*Task item*. Look through the data and write out every line with the word "wrought" in it.

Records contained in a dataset

******************************

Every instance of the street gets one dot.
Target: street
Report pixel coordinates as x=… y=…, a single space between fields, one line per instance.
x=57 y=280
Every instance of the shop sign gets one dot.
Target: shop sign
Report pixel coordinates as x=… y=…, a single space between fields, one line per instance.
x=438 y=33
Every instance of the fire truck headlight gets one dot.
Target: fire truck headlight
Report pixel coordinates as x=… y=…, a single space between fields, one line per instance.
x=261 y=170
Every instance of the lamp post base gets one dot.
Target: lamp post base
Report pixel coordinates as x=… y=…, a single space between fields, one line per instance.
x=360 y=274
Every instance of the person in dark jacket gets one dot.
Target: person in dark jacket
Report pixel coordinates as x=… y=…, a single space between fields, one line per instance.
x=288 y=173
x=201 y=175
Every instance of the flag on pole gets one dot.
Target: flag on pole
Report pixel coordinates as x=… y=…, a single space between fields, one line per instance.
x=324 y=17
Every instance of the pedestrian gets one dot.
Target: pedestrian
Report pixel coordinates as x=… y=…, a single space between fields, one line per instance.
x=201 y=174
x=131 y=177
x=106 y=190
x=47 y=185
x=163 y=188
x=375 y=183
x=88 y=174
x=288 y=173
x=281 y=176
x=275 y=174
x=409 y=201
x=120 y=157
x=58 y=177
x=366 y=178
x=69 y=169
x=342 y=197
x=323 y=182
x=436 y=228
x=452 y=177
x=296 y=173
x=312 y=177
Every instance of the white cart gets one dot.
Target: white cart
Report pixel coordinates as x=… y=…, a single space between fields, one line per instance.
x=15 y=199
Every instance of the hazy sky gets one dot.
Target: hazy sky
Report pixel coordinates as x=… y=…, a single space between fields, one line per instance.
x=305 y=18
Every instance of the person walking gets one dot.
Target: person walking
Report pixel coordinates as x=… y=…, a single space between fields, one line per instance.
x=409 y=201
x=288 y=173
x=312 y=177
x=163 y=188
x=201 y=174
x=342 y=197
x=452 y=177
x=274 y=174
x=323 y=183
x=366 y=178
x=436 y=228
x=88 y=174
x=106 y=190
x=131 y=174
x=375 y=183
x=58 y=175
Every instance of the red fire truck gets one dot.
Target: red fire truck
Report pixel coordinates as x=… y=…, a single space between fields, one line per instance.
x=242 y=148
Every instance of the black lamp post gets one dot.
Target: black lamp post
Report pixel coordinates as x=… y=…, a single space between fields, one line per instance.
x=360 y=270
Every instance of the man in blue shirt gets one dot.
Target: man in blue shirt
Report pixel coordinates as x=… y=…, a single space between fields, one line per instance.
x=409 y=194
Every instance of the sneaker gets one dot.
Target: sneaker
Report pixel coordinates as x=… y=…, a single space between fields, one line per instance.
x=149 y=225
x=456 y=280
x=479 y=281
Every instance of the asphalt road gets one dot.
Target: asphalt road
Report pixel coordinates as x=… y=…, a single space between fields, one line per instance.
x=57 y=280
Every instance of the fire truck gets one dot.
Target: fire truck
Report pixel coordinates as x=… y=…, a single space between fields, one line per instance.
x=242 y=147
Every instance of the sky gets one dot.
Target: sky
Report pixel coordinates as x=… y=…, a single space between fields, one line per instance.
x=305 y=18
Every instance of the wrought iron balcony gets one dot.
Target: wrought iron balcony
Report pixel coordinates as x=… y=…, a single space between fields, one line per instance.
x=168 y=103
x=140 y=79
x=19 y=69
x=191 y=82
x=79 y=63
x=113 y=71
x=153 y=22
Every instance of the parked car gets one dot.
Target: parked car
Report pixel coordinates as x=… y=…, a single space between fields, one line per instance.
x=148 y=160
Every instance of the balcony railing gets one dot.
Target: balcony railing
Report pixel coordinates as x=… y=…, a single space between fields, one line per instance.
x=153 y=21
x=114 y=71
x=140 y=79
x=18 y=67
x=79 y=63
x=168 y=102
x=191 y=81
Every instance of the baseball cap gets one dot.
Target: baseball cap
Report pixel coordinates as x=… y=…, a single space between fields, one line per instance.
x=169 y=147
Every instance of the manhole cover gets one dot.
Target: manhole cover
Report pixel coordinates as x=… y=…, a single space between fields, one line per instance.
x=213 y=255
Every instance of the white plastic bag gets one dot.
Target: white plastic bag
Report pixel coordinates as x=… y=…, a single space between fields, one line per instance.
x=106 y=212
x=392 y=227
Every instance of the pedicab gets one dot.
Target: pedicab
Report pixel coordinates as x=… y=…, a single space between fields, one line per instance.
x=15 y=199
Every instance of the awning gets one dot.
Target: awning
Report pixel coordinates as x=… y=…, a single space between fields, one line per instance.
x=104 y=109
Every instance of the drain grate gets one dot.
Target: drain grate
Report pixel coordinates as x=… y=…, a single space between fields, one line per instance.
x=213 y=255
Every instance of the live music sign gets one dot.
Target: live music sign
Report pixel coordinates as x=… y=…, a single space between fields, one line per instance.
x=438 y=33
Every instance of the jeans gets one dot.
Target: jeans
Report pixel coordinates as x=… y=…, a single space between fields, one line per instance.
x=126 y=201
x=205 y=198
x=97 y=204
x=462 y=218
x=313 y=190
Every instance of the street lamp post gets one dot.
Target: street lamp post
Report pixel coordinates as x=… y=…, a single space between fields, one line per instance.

******************************

*Solution to this task*.
Every instance of the wrought iron balcony gets one dot.
Target: wrought iron balcony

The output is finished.